** Begin Text excerpt **
Seq.exists again, but with slightly different syntax -

let testseq = seq [ 1; 2; 3; 4 ]
let testn = 2
testseq |> Seq.exists (fun x -> x = testn)

See MSDN F#: Seq.exists function: https://msdn.microsoft.com/en-us/library/ee353562.aspx

Lots of other good ones there too!

Set is your friend here:

let a = set [0;1;2;3]
let b = set [2;3;4;5]
let c = a - b
let d = b - a
let e = Set.intersect a b
let f = a + b
> 
val c : Set<int> = seq [0; 1]
val d : Set<int> = seq [4; 5]
val e : Set<int> = seq [2; 3]
val f : Set<int> = seq [0; 1; 2; 3; ...]

Danny

Little bit simpler:

let contains x = Seq.exists ((=) x)

Seq.exists

let testseq = seq [ 1; 2; 3; 4 ]
let equalsTwo n = (n = 2)
let containsTwo = Seq.exists equalsTwo testseq

(Another question, another answer.)

This works, but I don't think that it's the most idomatic way to do it - (you'll need to wait until the US wakes up to find out):

let s1 = seq [ 1; 2; 3; 4 ]
let s2 = seq [ 3; 4; 5; 6 ]

seq {
    for a in s1 do
        if not (Seq.exists (fun n -> n = a) s2) then
            yield a
        }
** End Text excerpt **
** Begin Dataset content **
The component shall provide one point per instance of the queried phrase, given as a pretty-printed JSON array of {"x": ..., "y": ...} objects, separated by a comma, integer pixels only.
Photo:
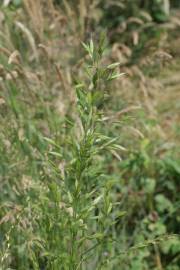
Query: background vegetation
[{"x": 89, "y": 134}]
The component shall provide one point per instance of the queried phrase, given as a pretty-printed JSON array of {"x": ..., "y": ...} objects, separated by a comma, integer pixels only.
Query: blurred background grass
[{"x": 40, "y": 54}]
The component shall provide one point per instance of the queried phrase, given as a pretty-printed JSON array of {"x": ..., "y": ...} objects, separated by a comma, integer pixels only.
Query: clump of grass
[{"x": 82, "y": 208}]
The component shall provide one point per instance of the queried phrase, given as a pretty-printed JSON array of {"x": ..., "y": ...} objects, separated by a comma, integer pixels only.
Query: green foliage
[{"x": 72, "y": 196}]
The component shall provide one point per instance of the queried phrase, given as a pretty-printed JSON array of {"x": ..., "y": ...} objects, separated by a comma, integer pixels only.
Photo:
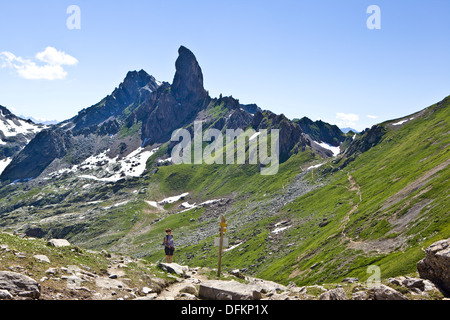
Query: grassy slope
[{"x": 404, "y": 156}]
** End Dataset content **
** Begin Dataset content **
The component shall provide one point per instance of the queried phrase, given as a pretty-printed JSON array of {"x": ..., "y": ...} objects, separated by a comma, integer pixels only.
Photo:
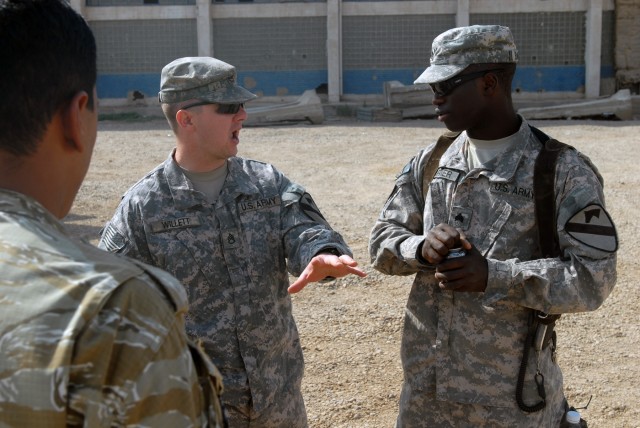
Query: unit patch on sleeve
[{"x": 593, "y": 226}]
** End Dataset content **
» **Problems to work on**:
1. In the F# forum thread, list every value shown in the interactive output after the ">" prompt, giving each value's name, type, and result as printed.
2. Print the section of the F# forum thread starting at "let contains x" and ending at "question, another answer.)".

» **List of solutions**:
1.
val c : Set<int> = seq [0; 1]
val d : Set<int> = seq [4; 5]
val e : Set<int> = seq [2; 3]
val f : Set<int> = seq [0; 1; 2; 3; ...]

2.
let contains x = Seq.exists ((=) x)

Seq.exists

let testseq = seq [ 1; 2; 3; 4 ]
let equalsTwo n = (n = 2)
let containsTwo = Seq.exists equalsTwo testseq

(Another question, another answer.)